Reproduce the material that follows, keeping every line exactly as it is.

[Data in this exercise]
****

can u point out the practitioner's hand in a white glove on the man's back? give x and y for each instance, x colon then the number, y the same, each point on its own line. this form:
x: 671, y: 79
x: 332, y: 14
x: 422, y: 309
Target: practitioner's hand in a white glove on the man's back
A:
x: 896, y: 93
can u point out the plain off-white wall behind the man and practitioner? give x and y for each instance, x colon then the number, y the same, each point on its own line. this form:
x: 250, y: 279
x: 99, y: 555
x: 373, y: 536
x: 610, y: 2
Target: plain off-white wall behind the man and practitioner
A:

****

[Written answer]
can u point out the practitioner's hand in a white glove on the man's back? give x and y for each instance, x colon then the number, y the same, each point on its own line. this form:
x: 671, y: 79
x: 332, y: 14
x: 422, y: 309
Target: practitioner's hand in a white glove on the man's back
A:
x: 896, y: 93
can u point out the plain off-white wall behind the man and practitioner? give x and y for each instance, x colon then the number, y the same, each point on its own line. this form:
x: 250, y: 279
x: 99, y: 555
x: 373, y: 536
x: 610, y: 2
Target: plain off-white wall behind the man and practitioner
A:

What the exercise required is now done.